* Consigna 1
Transcribe literalmente el fragmento desde "Cristina reapareció como" hasta "en la política.".
* Consigna 2
Según el fragmento, ¿son ciertas estas afirmaciones? Responde sí o no a cada una y cita textualmente las palabras que lo deciden. (a) El Banco Central necesita ahora que lleguen dólares. (b) Los líderes opositores se guían sobre todo por sus estructuras partidarias. (c) Cristina despidió a tres ministros.
* Consigna 3
Resume el fragmento en dos oraciones.

* Fragmento
───

La Presidenta aludió en uno de sus discursos recientes a la necesidad de que vengan inversiones del exterior. ¿Cambió? El Banco Central necesita ahora que lleguen dólares, no que se vayan permanentemente. Eso es lo que cambió. ¿Cambiará también Kicillof? ¿Su ambición de poder es más poderosa que su ideología? En las respuestas que no están aún se encierran las condiciones de los próximos dos años.
Cristina reapareció como en el debut de una estrella de televisión. Pero con eso y con el despido de tres ministros; de un superministro, Moreno, y de un presidente del Banco Central, le bastó para reposicionarse en el liderazgo. Ignoró, campante, la derrota y la crisis. La oposición que surgió en octubre no le exige mucho más. Los líderes más notables de la política opositora (Massa, Macri, Scioli, Cobos) son lobos solitarios, guiados por el instinto más que por estructuras partidarias. El poder de todos ellos se respalda más en el marketing que en la política.

───

* Datos proporcionados

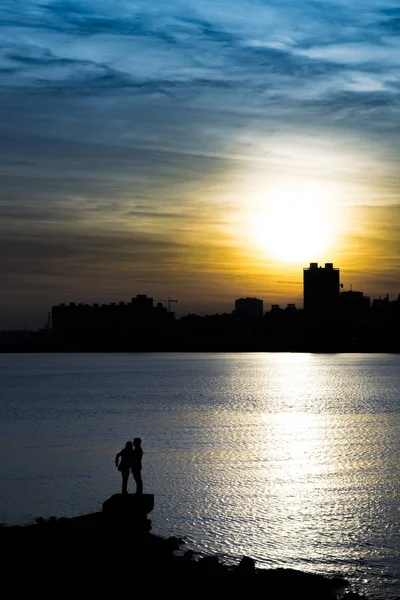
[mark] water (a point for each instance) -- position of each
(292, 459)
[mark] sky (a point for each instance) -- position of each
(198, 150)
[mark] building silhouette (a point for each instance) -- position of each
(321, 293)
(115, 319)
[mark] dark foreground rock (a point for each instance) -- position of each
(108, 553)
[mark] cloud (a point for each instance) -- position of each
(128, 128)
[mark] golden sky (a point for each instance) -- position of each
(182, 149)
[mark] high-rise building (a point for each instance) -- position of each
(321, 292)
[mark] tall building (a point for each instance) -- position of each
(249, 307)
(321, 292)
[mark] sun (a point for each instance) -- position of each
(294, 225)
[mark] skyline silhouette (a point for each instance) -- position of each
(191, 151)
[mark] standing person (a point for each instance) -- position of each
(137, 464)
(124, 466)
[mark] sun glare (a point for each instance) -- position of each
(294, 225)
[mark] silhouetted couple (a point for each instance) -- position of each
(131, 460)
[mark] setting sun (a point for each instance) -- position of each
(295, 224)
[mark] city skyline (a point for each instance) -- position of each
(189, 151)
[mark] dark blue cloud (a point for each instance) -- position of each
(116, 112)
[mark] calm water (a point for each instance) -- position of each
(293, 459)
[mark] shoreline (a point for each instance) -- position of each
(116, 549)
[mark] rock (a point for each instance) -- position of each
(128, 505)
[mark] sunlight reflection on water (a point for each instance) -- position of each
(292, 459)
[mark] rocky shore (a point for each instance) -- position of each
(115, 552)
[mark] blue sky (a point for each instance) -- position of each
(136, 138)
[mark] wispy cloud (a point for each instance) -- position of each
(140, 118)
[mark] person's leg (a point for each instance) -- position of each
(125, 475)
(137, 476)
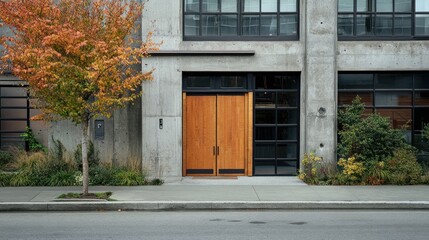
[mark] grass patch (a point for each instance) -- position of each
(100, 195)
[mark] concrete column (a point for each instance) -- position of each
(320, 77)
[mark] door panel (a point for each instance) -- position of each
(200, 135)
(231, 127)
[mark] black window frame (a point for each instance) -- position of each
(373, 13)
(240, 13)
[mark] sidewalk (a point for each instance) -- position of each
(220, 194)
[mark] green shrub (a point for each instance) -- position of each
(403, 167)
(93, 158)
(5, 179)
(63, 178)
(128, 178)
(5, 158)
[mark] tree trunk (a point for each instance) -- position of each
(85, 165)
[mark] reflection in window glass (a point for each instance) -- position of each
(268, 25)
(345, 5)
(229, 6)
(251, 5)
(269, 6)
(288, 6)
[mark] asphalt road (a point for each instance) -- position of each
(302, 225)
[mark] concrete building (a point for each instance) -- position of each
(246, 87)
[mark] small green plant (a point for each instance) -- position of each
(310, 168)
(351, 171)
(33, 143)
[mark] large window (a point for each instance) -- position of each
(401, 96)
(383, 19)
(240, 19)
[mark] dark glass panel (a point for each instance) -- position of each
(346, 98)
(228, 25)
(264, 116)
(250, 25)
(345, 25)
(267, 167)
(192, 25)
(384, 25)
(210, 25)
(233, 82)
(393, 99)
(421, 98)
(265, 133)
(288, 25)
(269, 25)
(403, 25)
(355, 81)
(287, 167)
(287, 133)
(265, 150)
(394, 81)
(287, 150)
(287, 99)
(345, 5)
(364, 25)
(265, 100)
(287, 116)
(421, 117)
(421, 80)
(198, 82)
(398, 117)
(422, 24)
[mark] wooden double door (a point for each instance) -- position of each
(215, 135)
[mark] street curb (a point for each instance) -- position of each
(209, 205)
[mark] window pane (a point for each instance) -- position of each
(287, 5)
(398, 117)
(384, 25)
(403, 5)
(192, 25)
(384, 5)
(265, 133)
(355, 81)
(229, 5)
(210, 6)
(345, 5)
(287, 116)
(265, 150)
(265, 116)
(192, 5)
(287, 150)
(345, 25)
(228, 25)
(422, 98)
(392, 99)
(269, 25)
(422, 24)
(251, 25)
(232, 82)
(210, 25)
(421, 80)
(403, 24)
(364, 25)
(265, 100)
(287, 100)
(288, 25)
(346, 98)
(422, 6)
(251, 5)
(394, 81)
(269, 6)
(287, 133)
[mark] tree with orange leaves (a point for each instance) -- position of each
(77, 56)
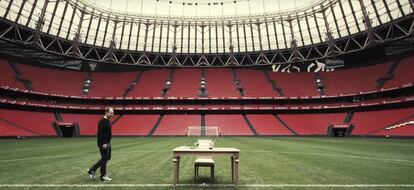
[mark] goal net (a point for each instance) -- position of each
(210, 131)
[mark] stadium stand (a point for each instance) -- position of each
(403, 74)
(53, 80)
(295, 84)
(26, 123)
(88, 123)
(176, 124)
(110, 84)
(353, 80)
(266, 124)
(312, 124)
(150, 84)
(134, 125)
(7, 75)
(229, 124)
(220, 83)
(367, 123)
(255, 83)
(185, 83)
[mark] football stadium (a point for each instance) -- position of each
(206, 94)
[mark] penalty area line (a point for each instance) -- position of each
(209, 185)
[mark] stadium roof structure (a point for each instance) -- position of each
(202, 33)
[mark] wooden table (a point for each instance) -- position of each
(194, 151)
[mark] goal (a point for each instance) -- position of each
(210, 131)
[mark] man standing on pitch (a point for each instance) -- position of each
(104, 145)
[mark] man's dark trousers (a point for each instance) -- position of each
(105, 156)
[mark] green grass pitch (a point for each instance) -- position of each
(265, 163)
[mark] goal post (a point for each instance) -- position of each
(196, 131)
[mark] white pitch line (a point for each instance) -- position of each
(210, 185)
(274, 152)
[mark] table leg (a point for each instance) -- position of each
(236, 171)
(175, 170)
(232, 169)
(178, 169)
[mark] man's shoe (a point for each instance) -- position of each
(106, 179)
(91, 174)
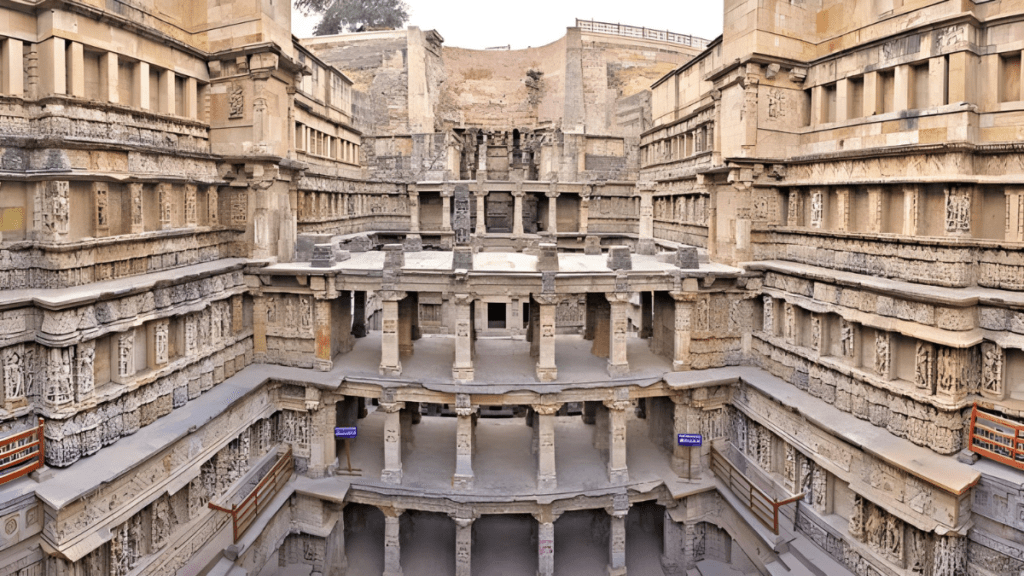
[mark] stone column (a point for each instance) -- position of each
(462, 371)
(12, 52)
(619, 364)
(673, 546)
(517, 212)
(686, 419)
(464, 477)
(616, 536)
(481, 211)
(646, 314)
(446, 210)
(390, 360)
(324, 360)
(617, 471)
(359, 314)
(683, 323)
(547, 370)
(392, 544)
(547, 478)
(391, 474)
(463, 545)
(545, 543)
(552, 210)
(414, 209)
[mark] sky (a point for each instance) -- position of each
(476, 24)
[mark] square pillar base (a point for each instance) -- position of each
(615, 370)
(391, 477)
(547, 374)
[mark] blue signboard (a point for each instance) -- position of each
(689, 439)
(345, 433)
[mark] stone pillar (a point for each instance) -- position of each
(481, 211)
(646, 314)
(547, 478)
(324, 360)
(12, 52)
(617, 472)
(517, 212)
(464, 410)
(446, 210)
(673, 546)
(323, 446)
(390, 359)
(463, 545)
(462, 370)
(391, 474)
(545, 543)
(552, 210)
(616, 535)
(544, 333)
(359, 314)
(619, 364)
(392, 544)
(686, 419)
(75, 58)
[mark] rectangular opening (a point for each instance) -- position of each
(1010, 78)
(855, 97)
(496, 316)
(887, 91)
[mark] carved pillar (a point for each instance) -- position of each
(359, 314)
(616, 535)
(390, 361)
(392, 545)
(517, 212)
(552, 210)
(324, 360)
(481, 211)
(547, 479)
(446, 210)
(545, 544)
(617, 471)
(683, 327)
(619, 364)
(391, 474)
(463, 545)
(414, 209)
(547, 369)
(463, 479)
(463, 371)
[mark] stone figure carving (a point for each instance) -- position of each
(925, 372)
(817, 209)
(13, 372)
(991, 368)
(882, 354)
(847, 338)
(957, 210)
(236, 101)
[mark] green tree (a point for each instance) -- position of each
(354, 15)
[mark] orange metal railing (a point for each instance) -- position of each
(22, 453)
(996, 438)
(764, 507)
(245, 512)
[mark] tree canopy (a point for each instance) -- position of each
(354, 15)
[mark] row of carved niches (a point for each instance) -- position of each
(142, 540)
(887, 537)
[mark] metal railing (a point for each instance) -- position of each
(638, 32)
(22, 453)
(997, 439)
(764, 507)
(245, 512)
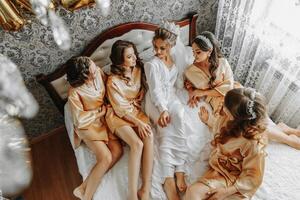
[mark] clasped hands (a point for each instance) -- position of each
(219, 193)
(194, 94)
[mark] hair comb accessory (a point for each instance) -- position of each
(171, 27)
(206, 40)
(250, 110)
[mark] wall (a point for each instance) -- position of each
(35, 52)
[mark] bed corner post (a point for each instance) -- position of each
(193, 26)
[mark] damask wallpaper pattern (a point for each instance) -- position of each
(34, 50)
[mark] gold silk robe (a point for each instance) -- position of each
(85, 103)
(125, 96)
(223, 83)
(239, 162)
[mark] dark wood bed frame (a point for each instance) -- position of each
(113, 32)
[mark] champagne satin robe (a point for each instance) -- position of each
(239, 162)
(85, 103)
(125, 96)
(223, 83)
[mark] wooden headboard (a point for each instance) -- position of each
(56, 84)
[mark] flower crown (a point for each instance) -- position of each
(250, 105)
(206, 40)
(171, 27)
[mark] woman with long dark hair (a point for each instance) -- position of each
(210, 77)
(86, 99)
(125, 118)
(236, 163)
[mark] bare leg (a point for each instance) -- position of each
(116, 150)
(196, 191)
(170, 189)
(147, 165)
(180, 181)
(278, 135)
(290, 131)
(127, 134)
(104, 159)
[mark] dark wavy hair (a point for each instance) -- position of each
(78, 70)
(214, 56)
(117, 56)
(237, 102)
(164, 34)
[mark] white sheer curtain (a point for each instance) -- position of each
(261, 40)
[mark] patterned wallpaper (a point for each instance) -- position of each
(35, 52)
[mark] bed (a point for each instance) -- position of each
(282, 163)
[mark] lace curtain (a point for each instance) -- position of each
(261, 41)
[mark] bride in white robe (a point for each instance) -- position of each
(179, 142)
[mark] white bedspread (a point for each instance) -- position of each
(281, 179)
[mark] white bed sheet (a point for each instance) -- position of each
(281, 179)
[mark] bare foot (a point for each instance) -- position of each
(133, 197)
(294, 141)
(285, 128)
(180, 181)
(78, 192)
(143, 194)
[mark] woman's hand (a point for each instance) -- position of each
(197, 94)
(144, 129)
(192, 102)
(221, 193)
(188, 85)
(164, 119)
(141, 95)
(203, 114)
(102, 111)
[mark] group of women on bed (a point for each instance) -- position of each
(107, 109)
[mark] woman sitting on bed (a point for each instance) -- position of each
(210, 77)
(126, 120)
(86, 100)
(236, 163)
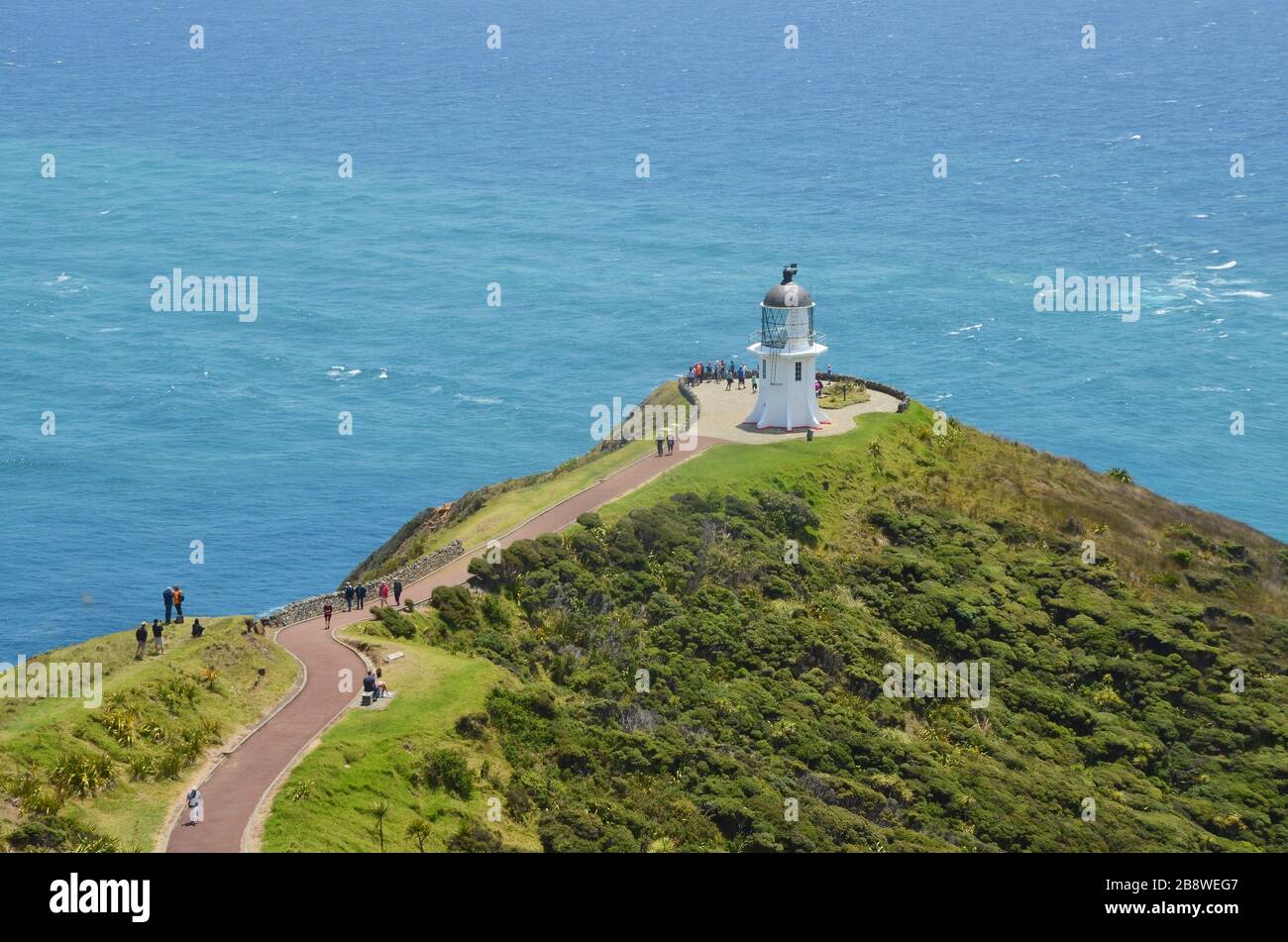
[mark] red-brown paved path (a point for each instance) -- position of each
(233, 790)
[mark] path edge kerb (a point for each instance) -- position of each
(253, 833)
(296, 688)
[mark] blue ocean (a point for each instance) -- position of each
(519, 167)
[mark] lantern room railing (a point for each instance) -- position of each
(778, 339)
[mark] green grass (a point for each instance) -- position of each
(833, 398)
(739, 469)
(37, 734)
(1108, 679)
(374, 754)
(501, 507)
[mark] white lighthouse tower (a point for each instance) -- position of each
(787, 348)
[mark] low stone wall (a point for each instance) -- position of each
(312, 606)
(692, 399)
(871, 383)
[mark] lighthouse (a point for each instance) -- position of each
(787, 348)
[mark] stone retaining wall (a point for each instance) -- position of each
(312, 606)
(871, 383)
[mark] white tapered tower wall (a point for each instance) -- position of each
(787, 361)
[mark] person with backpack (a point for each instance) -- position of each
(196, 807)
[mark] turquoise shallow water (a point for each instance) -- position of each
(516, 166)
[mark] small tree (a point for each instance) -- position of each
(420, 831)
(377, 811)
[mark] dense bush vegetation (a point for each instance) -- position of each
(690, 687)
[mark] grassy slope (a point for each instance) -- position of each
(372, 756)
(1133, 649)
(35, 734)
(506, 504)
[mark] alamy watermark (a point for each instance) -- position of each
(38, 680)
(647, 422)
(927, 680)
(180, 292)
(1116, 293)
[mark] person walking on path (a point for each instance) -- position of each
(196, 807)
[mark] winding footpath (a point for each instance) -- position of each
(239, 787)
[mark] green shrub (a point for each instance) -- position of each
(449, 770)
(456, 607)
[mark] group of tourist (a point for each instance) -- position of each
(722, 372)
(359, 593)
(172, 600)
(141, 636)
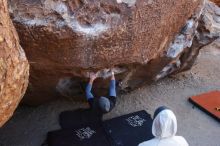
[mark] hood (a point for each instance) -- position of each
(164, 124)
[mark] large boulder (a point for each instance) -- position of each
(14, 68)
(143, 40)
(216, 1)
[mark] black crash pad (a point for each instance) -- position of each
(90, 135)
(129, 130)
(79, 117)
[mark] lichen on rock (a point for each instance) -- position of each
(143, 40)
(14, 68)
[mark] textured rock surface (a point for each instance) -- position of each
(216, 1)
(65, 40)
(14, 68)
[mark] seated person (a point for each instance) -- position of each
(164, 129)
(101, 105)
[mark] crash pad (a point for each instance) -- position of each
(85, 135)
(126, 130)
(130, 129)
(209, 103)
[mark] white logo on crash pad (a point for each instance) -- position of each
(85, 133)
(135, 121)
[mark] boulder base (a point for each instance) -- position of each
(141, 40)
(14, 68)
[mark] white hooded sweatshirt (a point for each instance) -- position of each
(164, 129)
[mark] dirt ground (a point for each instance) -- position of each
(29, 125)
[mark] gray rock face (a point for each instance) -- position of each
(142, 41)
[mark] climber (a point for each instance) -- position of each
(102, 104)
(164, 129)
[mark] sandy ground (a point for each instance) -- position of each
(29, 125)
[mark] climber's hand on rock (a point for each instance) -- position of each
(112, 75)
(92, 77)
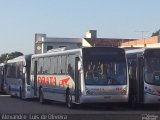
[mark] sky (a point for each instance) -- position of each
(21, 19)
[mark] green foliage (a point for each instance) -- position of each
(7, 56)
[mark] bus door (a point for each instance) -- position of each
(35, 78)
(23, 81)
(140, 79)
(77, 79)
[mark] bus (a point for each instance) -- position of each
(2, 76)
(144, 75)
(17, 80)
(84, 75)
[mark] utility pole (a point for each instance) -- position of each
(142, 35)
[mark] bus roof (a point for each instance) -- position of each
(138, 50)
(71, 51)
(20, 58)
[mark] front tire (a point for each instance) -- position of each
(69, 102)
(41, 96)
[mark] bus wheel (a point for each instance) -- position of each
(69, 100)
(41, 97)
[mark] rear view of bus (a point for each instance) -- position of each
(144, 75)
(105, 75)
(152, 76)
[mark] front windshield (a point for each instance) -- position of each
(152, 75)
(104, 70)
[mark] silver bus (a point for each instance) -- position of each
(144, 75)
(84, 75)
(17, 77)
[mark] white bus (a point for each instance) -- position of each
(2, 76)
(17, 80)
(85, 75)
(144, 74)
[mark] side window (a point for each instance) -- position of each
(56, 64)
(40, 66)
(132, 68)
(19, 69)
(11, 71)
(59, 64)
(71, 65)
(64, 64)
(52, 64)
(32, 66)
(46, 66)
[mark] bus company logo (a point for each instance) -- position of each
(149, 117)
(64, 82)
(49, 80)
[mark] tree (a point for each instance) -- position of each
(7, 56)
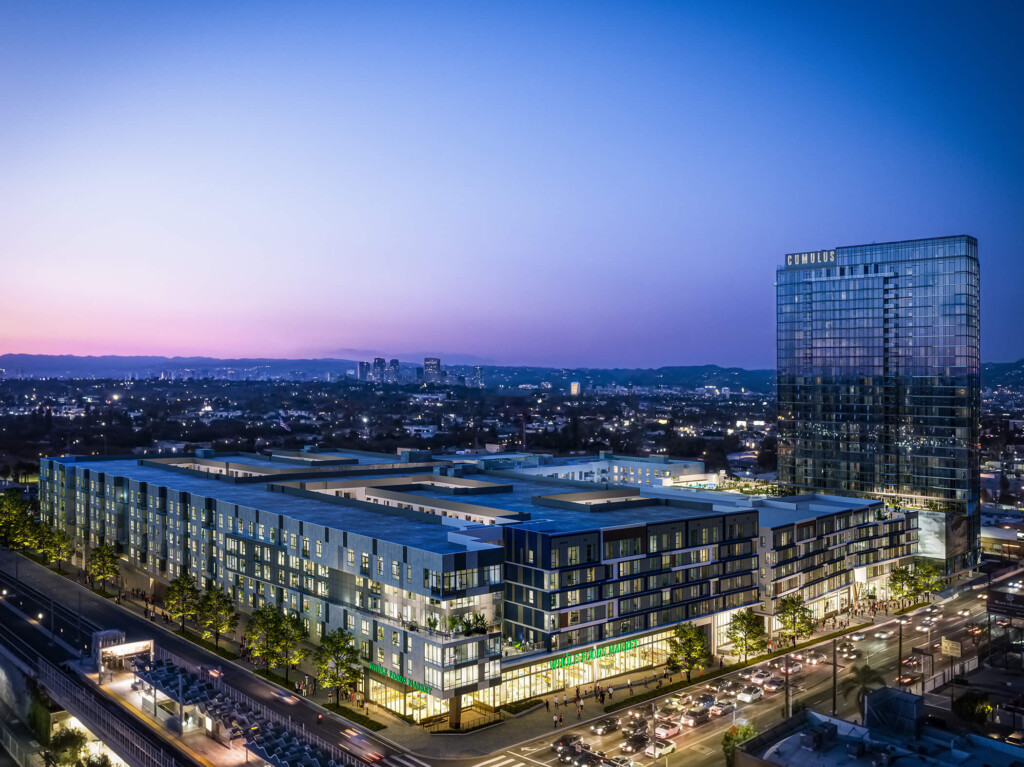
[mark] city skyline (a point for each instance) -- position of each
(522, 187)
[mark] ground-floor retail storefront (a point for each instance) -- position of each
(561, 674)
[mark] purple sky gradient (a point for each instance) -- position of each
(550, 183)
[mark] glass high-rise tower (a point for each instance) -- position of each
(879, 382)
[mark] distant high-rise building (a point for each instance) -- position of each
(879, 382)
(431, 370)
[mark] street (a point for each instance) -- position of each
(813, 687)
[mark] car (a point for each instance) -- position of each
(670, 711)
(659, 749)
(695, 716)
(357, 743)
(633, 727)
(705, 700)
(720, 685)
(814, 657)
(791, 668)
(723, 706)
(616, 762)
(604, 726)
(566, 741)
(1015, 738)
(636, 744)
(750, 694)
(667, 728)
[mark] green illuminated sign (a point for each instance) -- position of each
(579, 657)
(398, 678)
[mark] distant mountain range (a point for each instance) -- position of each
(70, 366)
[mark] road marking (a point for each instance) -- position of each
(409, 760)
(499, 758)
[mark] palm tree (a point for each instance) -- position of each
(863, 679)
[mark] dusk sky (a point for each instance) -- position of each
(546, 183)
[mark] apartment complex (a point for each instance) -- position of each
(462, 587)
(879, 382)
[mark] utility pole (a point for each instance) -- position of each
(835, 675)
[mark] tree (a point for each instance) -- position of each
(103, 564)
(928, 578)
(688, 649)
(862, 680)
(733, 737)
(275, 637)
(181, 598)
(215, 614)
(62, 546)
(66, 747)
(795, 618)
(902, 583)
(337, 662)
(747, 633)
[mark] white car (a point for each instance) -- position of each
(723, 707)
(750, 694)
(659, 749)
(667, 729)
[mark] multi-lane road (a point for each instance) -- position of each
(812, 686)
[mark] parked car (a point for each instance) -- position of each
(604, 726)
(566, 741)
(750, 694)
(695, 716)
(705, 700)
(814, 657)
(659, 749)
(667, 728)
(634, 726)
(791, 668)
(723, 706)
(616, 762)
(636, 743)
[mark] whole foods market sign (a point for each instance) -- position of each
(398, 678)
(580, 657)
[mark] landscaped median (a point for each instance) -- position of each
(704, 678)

───

* Respuesta correcta 1
Cristina reapareció como en el debut de una estrella de televisión. Pero con eso y con el despido de tres ministros; de un superministro, Moreno, y de un presidente del Banco Central, le bastó para reposicionarse en el liderazgo. Ignoró, campante, la derrota y la crisis. La oposición que surgió en octubre no le exige mucho más. Los líderes más notables de la política opositora (Massa, Macri, Scioli, Cobos) son lobos solitarios, guiados por el instinto más que por estructuras partidarias. El poder de todos ellos se respalda más en el marketing que en la política.

* Respuesta correcta 2
(a) Sí: "El Banco Central necesita ahora que lleguen dólares, no que se vayan permanentemente."
(b) No: "son lobos solitarios, guiados por el instinto más que por estructuras partidarias."
(c) Sí: "con el despido de tres ministros".

* Respuesta correcta 3
La Presidenta habló de la necesidad de inversiones del exterior porque el Banco Central necesita ahora que lleguen dólares, y queda abierta la pregunta de si Kicillof también cambiará, algo de lo que dependen las condiciones de los próximos dos años. Tras reaparecer y despedir a tres ministros, a Moreno y al presidente del Banco Central, Cristina se reposicionó en el liderazgo ignorando la derrota y la crisis, ante una oposición de líderes solitarios cuyo poder se apoya más en el marketing que en la política.